:: Tekst źródłowy ::
_ _ _ _ _ _ _
Kolejny dzień mojego Camino to droga do jednego z najpiękniejszych miast Kraju Basków - San Sebastian. Odcinek krótki ale dla mnie bardzo wyczerpujący. Od początku założyłam sobie, że chcę być tu na tyle wcześnie, żeby móc nacieszyć się tym niezwykłym miejscem. Szłam sobie błogo i radośnie. Pokonanie pierwszego lęku dało mi niezłego "kopa". Cieszyłam się tym, że odcinek jest krótki i mogę zatrzymywać się tak często, jak często chcę wchłonąć piękno tego miejsca. Czułam, że po woli coś się zmienia. Czułam, że decyzja o wyruszeniu była jedną z najlepszych decyzji w moim życiu. I nagle błogość została brutalnie przerwana.
Dwa kilometry przed San Sebastian zorientowałam się że moja ładowarka i dodatkowa bateria zostały w miejscu noclegu. Było to dla mnie tak oszałamiające, że aż zabrakło mi tchu z wrażenia. Ja, która właśnie pokonałam pierwsze lęki myślałam, że zemdleje że strachu. Przygotowałam się wcześniej na to, że mogę zgubić wszystko i jakoś sobie poradzę. Przerażała mnie jednak wizja utraty portfela i telefonu. Zgubienie ładowarki i baterii to prawie jakby zgubić telefon (który zresztą w tamtym momencie miał jakieś 10% baterii). Jak bez telefonu dotrzeć na miejsce? Z GPS zawsze jakoś sobie człowiek poradzi a bez? Bez znajomości języka. Bez żadnego zabezpieczenia.
Jeśli czyta te słowa ktoś, kto przeszedł Camino albo inną drogę... Jeśli czyta te słowa ktoś, kto był już w takiej sytuacji... Tak można się zdziwić. Ja dziś również mam do tego dystans. Jednak w tamtym momencie to była jedna wielka panika. Tak, moje własne demony dopadały mnie z każdej strony. Zaczęłam krzyczeć do Boga: "Jak mogłeś?". "Ja tutaj oddaje się Twojej opiece. Liczę na nią. Masz być moją niezachwianą Opatrznością. I co? Podkładasz mi taką świnie?"
_ _ _ _ _ _ _
:: Wymagania ćwiczenia ::
1 > Wypisz dosłownie fragment relacji z Camino od słów „Dwa kilometry przed” aż do słów „Bez żadnego zabezpieczenia.” włącznie.
2 > Kontynuuj relację z Camino, zaczynając bezpośrednio po jej ostatnim zdaniu.

:: Prezentowane dane ::
_ _ _ _ _ _ _
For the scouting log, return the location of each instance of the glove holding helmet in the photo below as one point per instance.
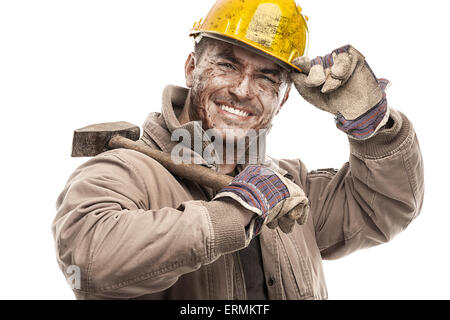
(342, 83)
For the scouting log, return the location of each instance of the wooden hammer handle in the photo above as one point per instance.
(192, 172)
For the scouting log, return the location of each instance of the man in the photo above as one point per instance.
(135, 231)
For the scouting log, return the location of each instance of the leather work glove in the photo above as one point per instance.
(342, 83)
(276, 200)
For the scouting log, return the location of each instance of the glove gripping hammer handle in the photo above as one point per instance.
(192, 172)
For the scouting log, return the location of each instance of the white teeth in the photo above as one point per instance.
(234, 111)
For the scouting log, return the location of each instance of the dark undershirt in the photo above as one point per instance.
(252, 265)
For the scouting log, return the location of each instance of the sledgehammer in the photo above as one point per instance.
(98, 138)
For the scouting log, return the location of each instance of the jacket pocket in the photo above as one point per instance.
(295, 273)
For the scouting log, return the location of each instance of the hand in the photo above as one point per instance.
(341, 83)
(276, 201)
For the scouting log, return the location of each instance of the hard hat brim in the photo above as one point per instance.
(290, 67)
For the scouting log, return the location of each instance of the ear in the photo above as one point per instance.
(286, 96)
(189, 68)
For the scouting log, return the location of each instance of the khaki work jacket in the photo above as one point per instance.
(135, 231)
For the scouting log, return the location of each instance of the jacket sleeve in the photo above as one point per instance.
(374, 196)
(124, 250)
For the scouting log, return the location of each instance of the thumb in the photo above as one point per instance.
(304, 63)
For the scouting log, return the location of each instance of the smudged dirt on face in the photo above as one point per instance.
(233, 88)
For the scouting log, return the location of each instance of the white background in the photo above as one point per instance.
(67, 64)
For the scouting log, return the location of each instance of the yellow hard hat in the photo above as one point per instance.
(275, 29)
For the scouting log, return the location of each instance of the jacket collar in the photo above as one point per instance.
(159, 128)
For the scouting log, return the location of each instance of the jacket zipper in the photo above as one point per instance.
(240, 273)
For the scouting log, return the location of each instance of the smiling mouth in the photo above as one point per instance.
(234, 111)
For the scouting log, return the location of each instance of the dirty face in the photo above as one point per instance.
(233, 88)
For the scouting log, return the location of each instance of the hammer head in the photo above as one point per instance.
(94, 139)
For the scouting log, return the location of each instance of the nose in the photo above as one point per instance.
(243, 90)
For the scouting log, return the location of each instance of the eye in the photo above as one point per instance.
(226, 65)
(268, 79)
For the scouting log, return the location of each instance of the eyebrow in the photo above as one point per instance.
(230, 57)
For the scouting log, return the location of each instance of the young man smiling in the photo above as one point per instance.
(138, 232)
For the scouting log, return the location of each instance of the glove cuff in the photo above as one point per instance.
(368, 124)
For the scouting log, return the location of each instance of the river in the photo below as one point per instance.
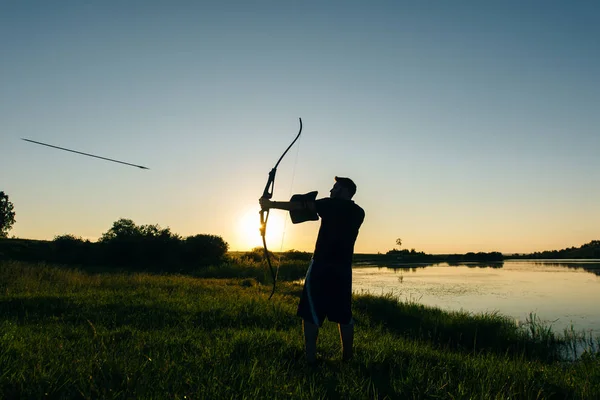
(561, 293)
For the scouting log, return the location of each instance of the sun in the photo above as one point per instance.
(248, 229)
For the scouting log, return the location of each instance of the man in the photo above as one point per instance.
(327, 289)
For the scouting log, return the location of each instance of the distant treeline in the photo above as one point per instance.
(125, 245)
(395, 257)
(588, 250)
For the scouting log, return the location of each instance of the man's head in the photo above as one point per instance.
(343, 189)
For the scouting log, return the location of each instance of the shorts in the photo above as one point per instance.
(327, 294)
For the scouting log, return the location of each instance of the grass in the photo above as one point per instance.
(65, 333)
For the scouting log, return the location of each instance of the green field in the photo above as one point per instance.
(65, 333)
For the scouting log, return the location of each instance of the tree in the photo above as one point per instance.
(7, 215)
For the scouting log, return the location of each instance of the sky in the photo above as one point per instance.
(466, 125)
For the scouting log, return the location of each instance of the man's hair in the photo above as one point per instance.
(347, 183)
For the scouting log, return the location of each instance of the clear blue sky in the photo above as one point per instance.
(467, 125)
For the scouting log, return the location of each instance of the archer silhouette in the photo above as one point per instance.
(327, 291)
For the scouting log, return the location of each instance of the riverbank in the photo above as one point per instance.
(65, 333)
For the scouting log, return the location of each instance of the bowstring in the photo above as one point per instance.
(289, 196)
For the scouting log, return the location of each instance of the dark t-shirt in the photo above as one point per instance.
(340, 221)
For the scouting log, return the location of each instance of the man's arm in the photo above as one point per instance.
(267, 204)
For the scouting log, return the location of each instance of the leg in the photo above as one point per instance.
(347, 338)
(311, 332)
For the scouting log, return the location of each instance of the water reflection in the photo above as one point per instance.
(563, 293)
(592, 266)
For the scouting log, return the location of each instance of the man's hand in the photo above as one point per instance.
(265, 203)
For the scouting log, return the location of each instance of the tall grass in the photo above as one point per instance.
(66, 333)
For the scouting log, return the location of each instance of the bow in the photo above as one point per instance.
(264, 214)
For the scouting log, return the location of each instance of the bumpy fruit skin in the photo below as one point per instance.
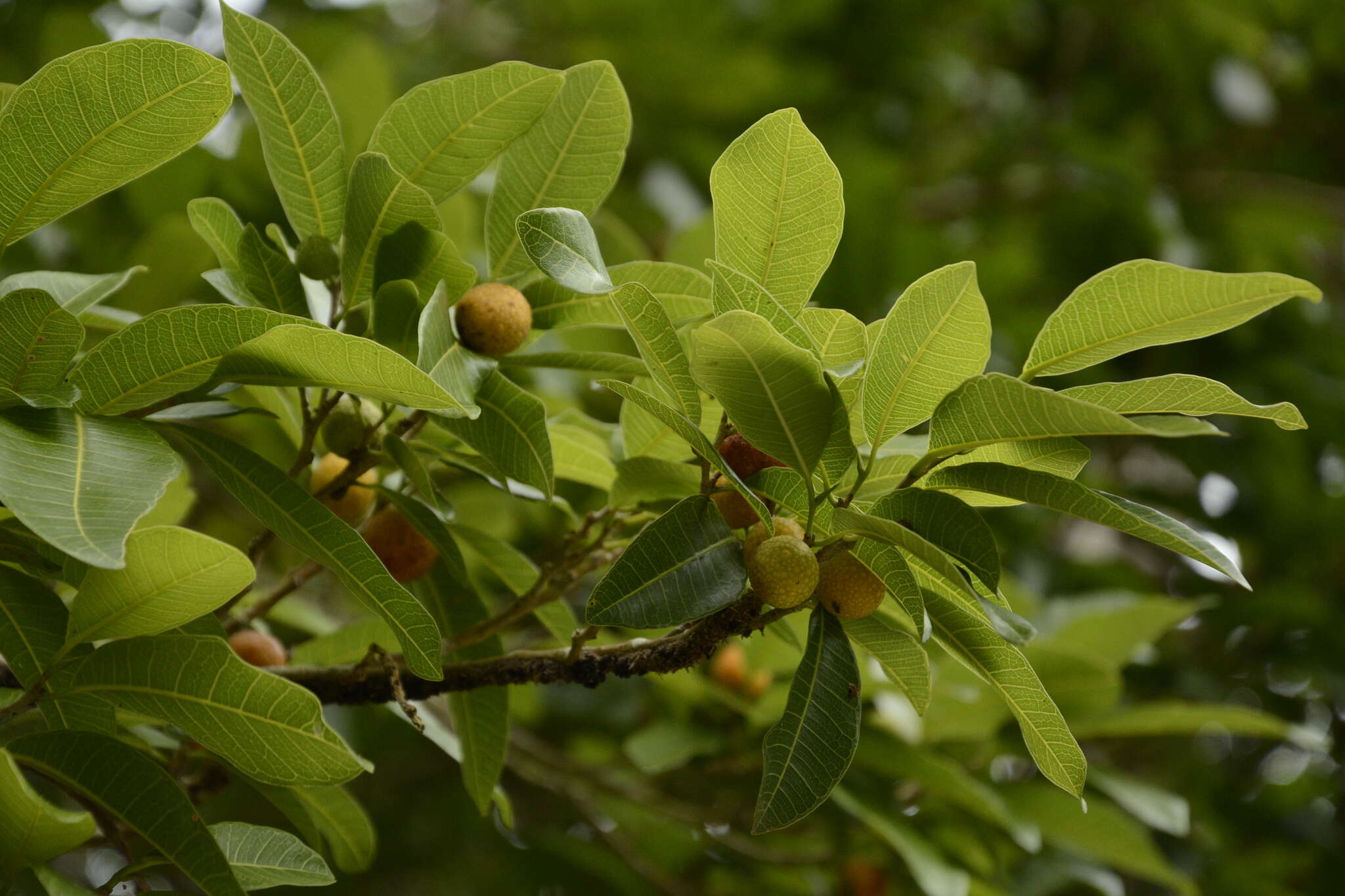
_ _ _ _ _ _ _
:: Zestaw odpowiedzi ::
1 >
Dwa kilometry przed San Sebastian zorientowałam się że moja ładowarka i dodatkowa bateria zostały w miejscu noclegu. Było to dla mnie tak oszałamiające, że aż zabrakło mi tchu z wrażenia. Ja, która właśnie pokonałam pierwsze lęki myślałam, że zemdleje że strachu. Przygotowałam się wcześniej na to, że mogę zgubić wszystko i jakoś sobie poradzę. Przerażała mnie jednak wizja utraty portfela i telefonu. Zgubienie ładowarki i baterii to prawie jakby zgubić telefon (który zresztą w tamtym momencie miał jakieś 10% baterii). Jak bez telefonu dotrzeć na miejsce? Z GPS zawsze jakoś sobie człowiek poradzi a bez? Bez znajomości języka. Bez żadnego zabezpieczenia.

2 >
Ogromnie zła na Niego i na siebie. Ruszyłam jak najszybciej się dało. Musiałam sprawnie dojść na nocleg, znaleźć jakiś sklep z ładowarkami, kupić zagubione przedmioty. To również mnie przerażało. Jak z moim skromny budżetem mam sobie pozwolić na kupowanie jakiegoś sprzętu w Hiszpanii? Z każdym krokiem stawiałam Bogu pytanie: "O co chodzi?".
Wiem, że On nie jest złośliwy. Wiem, że nie bawi się w głupie sztuczki, żeby nas wypróbować. Chociaż niektórzy tak myślą i jeszcze głoszą takie "prawdy" z ambon wszelakich. Mam jednak to szczęście, że kiedy składałam Bogu moją wieczystą obietnice bycia całą dla Niego - On dał mi prezent. Ten prezent to niezachwiana wiara w Jego Miłość. Od ośmiu już lat się sprawdza. Może wiele mi się walić na głowę. I chociaż wcześniej miałam z tym problem, teraz nigdy nie wątpię w jego Miłość. To taki prezent od Niego. Taka łaska. Tym bardziej pytałam się Go: "O co chodzi?".
I On mi pokazał. Może komuś wyda się to cukierkowe. Taka w ogóle mało odkrywcza odpowiedź. Nie mówię, że ona jest dla każdego. Ona jest dla mnie. Jeśli jesteś w czarnej …. dziurze i z głębi rozpaczy krzyczysz do niego, to słuchaj odpowiedzi dla ciebie. Być może będzie zupełnie inna niż ta moja. Mi pokazał, że On się troszczy. Czasem zupełnie inaczej niż mi się wydaje, że powinien. Czasem staje na granicy, chociaż bardzo tego nie chcę. Po prostu nie chcę wychodzić z mojej strefy komfortu. Ale jeśli proszę Go o ekstremalne doświadczenie Jego Opatrzności, to On bierze to na poważnie. Jeśli mam doświadczyć Jego Opatrzności to dla mnie to musi być mocne. Z jednego prostego względu: żebym później nie pomyślała, że mi się wydawało.
Ta sytuacja jest dla mnie wskazówką, żeby odpuszczać. (I znów - jest wskazówką dla mnie. Nie wiem czy Pan mówi też tak do ciebie). Znam swoje życie i widzę jak On chce je zmieniać. W tych zmianach, otwieram się na Jego działanie. Nie zawsze tak, jak ja sobie zaplanuje. Ale zawsze dobrze. Nie znaczy to, że teraz już wiem i luz nie stresuje się jak staje nad przepaścią. Po prostu teraz zanim zrobię krok to się Go pytam. Czy mam skakać w dół i wierzyć, że mnie złapiesz? Czy może doprowadziłeś mnie do przepaści, bo po prostu chcesz, żebym skręciła w lewo?
W całym San Sebastian znalazł się tylko jeden otwarty sklep, w którym mogłam kupić potrzebny sprzęt. Ale się znalazł. Nie zbankrutowałam i nigdy na Camino nie zabrakło mi finansów.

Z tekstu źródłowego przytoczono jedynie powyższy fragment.